**Task details:**
Using the listing below, show all lines that hold the word "wake".

**The records:**

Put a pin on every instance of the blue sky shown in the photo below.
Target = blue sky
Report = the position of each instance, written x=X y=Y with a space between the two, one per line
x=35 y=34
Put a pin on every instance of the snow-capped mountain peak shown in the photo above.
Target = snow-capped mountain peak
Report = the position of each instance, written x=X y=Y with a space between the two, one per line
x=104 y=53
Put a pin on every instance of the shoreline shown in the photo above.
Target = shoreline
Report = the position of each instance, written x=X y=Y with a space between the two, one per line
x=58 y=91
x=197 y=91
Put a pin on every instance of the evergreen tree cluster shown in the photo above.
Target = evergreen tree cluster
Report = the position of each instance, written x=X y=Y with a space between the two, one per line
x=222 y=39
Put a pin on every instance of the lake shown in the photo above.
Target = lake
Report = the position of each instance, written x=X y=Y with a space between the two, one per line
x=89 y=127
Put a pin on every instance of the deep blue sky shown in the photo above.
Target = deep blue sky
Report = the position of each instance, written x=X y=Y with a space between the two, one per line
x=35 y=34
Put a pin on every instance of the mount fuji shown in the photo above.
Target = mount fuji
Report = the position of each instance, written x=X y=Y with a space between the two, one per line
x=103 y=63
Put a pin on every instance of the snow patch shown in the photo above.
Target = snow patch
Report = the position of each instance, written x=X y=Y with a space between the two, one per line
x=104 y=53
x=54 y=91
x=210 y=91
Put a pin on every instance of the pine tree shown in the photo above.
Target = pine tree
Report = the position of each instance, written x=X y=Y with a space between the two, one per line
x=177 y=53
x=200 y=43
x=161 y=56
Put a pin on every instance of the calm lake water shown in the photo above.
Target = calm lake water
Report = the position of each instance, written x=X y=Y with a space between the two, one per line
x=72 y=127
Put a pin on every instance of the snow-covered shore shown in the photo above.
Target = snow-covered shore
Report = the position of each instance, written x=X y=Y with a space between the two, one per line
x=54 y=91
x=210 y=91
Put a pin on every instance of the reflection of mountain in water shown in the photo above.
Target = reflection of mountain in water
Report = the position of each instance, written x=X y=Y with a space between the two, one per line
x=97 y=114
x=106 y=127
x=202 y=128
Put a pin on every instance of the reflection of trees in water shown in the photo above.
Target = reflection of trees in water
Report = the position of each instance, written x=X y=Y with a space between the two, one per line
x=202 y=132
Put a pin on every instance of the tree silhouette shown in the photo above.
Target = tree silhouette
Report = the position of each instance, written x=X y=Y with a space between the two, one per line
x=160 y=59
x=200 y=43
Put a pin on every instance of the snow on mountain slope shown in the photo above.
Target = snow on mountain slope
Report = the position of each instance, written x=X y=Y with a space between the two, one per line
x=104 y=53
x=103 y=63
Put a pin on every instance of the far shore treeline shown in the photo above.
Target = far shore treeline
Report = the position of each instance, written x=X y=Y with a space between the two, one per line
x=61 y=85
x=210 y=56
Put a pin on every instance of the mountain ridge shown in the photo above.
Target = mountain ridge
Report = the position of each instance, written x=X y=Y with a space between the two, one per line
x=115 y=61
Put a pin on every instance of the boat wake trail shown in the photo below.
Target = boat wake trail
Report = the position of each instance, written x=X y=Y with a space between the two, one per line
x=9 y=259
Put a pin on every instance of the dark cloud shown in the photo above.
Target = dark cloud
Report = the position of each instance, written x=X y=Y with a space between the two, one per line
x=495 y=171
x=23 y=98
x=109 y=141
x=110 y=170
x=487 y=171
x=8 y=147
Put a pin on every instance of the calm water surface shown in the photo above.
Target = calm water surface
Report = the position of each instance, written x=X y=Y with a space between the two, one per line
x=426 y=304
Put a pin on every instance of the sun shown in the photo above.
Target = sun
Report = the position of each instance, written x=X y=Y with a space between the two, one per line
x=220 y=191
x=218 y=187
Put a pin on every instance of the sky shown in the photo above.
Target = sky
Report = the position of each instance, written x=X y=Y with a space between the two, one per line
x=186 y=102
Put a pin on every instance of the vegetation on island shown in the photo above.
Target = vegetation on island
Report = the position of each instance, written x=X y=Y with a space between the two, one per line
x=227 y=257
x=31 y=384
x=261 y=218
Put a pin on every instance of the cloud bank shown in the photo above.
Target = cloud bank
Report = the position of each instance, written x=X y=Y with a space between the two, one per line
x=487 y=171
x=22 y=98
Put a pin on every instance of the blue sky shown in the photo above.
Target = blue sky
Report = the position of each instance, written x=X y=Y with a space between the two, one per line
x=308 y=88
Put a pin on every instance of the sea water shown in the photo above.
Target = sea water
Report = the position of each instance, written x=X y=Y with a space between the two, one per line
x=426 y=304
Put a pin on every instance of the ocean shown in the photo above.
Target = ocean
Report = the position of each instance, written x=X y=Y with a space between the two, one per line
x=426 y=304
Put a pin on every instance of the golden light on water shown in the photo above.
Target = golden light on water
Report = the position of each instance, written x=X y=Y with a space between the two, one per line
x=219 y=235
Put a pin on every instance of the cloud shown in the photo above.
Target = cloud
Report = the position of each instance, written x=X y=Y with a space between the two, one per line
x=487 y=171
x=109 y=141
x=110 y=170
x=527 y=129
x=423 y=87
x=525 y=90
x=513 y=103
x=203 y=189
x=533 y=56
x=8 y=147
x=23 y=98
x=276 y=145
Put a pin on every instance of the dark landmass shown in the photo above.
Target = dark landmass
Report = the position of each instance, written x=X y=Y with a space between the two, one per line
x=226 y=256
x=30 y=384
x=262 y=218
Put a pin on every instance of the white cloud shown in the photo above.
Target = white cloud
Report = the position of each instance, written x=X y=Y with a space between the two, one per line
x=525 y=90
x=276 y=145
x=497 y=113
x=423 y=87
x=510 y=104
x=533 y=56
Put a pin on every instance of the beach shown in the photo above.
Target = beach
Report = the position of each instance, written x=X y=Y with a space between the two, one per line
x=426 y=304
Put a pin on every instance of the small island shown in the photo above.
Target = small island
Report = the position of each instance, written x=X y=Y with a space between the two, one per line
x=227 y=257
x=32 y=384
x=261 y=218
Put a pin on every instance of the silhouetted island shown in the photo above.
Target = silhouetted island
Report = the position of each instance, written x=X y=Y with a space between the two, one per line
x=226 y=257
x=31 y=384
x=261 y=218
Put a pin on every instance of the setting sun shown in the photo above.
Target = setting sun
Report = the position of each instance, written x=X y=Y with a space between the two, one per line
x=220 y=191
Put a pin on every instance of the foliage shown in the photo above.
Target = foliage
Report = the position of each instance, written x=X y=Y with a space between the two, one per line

**Reply:**
Put a pin on every instance of the boat wake trail shown in the photo below.
Target = boat wake trail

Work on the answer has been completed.